§ **WRITTEN EXERCISE**
Please render the stretch of the records below from the line containing "like x=508 y=339." through the line containing "x=213 y=253" as a JSON list of strings, one string per line, with blank lines left out.

§ **GIVEN DATA**
-------
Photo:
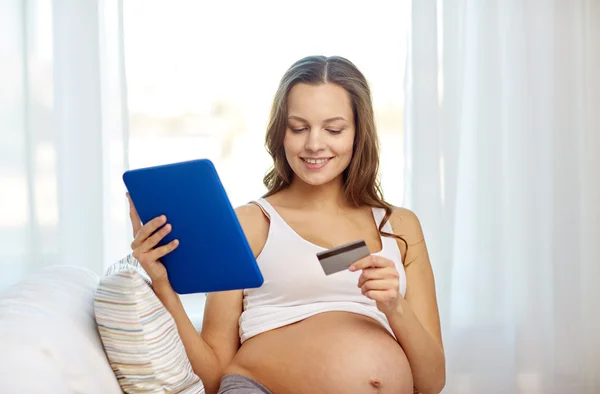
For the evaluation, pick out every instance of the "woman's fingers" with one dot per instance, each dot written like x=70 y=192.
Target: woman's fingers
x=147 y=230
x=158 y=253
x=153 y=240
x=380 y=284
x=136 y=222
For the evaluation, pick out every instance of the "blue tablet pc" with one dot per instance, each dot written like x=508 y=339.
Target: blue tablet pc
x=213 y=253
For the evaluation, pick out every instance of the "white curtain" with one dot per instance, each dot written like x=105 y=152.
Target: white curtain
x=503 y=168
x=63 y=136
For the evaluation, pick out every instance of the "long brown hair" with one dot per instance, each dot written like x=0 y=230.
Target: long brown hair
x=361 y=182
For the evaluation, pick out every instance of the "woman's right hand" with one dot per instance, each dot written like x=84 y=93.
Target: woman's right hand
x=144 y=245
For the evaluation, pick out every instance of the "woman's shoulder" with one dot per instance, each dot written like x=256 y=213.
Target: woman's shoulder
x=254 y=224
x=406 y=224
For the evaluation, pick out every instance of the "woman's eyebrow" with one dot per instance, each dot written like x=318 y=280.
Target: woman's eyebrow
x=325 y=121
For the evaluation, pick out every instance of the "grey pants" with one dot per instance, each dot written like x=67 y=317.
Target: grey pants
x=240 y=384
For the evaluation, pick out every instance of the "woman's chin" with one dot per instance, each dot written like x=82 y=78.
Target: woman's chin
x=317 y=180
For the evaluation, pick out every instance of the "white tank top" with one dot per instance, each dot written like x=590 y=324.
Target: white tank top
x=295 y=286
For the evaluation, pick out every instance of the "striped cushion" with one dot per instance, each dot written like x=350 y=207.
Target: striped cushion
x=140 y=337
-------
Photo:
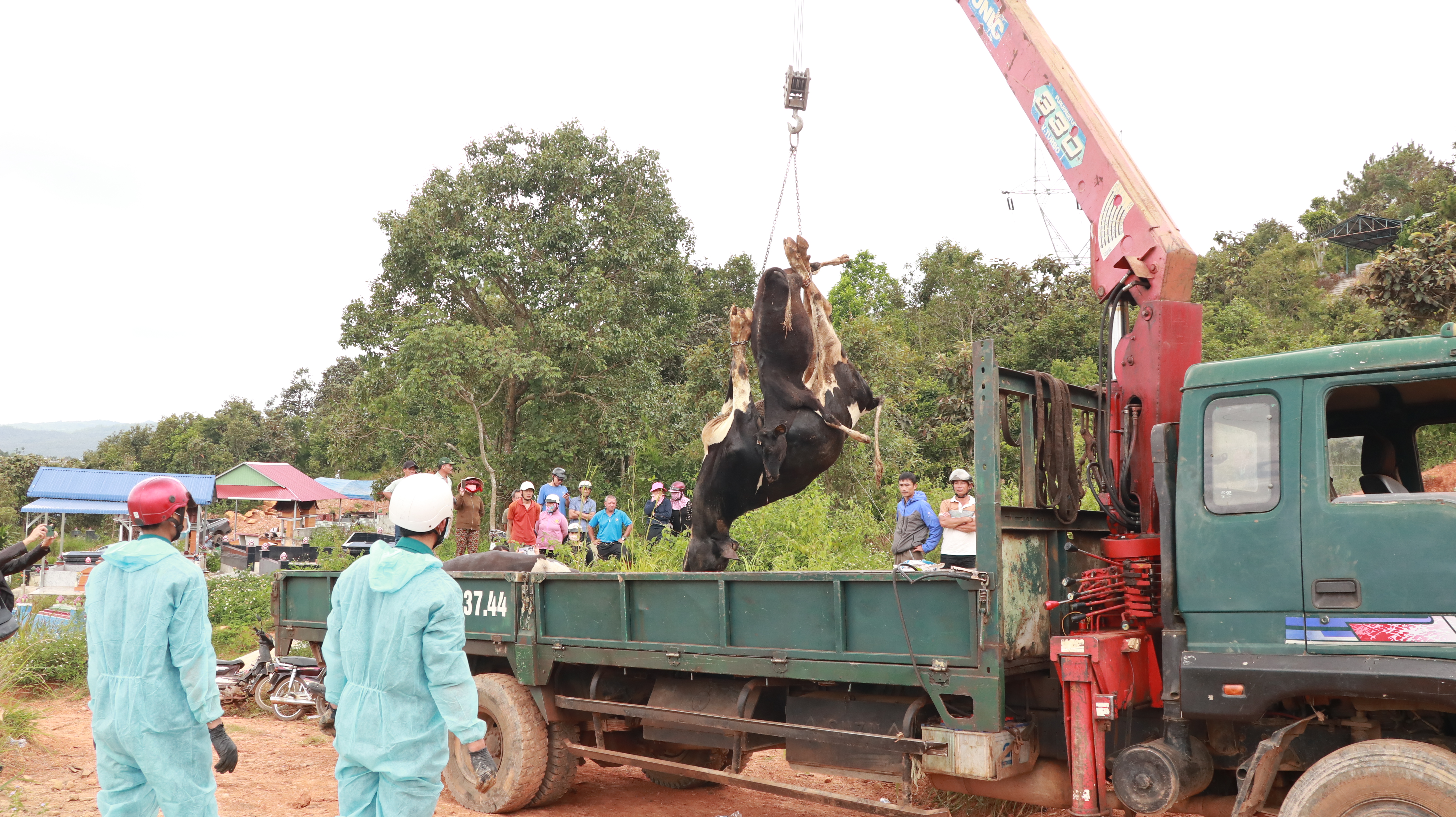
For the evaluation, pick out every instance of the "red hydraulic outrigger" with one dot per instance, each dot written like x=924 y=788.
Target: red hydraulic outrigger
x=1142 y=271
-------
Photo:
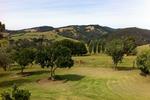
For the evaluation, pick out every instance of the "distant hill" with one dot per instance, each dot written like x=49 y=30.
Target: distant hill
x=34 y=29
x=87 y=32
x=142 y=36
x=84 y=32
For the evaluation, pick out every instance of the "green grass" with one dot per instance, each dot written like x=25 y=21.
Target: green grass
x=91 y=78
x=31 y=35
-------
§ **RESULT OF THE EXERCISE**
[
  "For the evaluation, pick out every instance of the \"blue tablet pc\" with one dot per instance, each dot written like x=508 y=339.",
  "Target: blue tablet pc",
  "x=213 y=253"
]